Trecho do documento »
O jornalista Luis Guilherme Pontes Tavares relata sua visita ao Parque Memorial do Quilombo dos Palmares

Luis Gulherme Pontes Tavares*

Sou grato pela oportunidade de visitar o Parque Memorial Quilombo dos Palmares, no alto da Serra da Barriga, a 500 metros acima do nível do mar, distante oito quilômetros da sede municipal de União dos Palmares, em Alagoas. Estive lá em duas ocasiões do dia 19jul2024 (uma sexta-feira). Vencera, na véspera, no volante de Tenente (meu Jeep Renegade), o percurso de cerca de 630 quilômetros, desde Salvador até a cidade alagoana. No Parque, todavia, não encontrei receptivo algum.

O Parque Memorial foi inaugurado em 19 de novembro de 2007, véspera do Dia da Consciência Negra, com a presença do ministro da Cultura, o administrador, compositor e intérprete Gilberto Gil, e do presidente da Fundação Cultural Palmares, o arquiteto e gestor cultural Zulu Araujo. A área é tombada pelo IPHAN desde 1985 e é reconhecida, desde 20nov20217, como bem cultural do Mercosul.

Dados fornecidos »
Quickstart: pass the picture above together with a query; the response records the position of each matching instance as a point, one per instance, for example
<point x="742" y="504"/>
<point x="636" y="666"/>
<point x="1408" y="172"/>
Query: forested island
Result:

Enunciado da tarefa » Copie do relato da visita ao Parque Memorial a parte que começa em "O jornalista Luis" e termina em "encontrei receptivo algum.", trocando "Salvador" por "Aracaju".

Solução »
O jornalista Luis Guilherme Pontes Tavares relata sua visita ao Parque Memorial do Quilombo dos Palmares

Luis Gulherme Pontes Tavares*

Sou grato pela oportunidade de visitar o Parque Memorial Quilombo dos Palmares, no alto da Serra da Barriga, a 500 metros acima do nível do mar, distante oito quilômetros da sede municipal de União dos Palmares, em Alagoas. Estive lá em duas ocasiões do dia 19jul2024 (uma sexta-feira). Vencera, na véspera, no volante de Tenente (meu Jeep Renegade), o percurso de cerca de 630 quilômetros, desde Aracaju até a cidade alagoana. No Parque, todavia, não encontrei receptivo algum.